> Set exercise: Find every line in the data below that contains the word "instance", and copy each of those lines in full.

---*---

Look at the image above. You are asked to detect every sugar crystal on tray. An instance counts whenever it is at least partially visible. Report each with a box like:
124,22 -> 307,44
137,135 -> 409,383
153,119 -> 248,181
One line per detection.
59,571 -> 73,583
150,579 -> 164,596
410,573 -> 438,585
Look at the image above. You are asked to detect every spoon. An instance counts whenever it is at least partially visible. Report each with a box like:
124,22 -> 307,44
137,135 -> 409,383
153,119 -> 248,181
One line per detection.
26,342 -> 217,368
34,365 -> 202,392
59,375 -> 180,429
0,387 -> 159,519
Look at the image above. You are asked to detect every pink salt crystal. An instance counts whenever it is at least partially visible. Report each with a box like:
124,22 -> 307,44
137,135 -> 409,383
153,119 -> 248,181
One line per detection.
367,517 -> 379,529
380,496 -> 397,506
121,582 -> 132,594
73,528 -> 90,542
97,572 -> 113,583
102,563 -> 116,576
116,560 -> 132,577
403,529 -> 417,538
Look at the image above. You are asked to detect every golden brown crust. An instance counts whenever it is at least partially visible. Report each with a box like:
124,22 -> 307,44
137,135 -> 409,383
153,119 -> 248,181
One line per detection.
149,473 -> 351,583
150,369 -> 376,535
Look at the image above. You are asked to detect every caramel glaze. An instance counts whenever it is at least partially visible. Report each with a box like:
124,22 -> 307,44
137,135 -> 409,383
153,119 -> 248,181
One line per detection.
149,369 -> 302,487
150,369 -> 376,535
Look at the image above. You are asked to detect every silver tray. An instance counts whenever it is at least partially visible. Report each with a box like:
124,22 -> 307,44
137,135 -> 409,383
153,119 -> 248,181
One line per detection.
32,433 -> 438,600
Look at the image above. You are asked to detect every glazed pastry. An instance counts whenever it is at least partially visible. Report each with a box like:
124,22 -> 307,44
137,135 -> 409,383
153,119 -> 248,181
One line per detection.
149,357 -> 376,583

---*---

> Exercise solution:
Look at the image above. You are asked to detect every sugar crystal on tray. An instance counts whenever it is at least partially visible. Report each with a box like:
Look at the image above. You are asked to detect every spoon. An instance counts whenever it is at least partially visible. Report each with a box like:
Look at the image above. You are asked to detect every pink salt crystal. An instance counts whenever it is at least partially visible. Report each with a box like:
Look at the image above. You are asked to detect every golden brown crust. An instance counts whenever it is at least partially visible. Report each with a box like:
Look at the image above. You are asked to detect every caramel glaze. An instance counts whenever it is at least partially visible. Report each with a box like:
Look at the image above. You are asked to detect every silver tray. An instance counts whenever it is at least partially visible. Report each with a box like:
Look at the image above. You are asked to detect every glazed pastry. An instance counts whenever it is at least partially visible. Report each with a box like:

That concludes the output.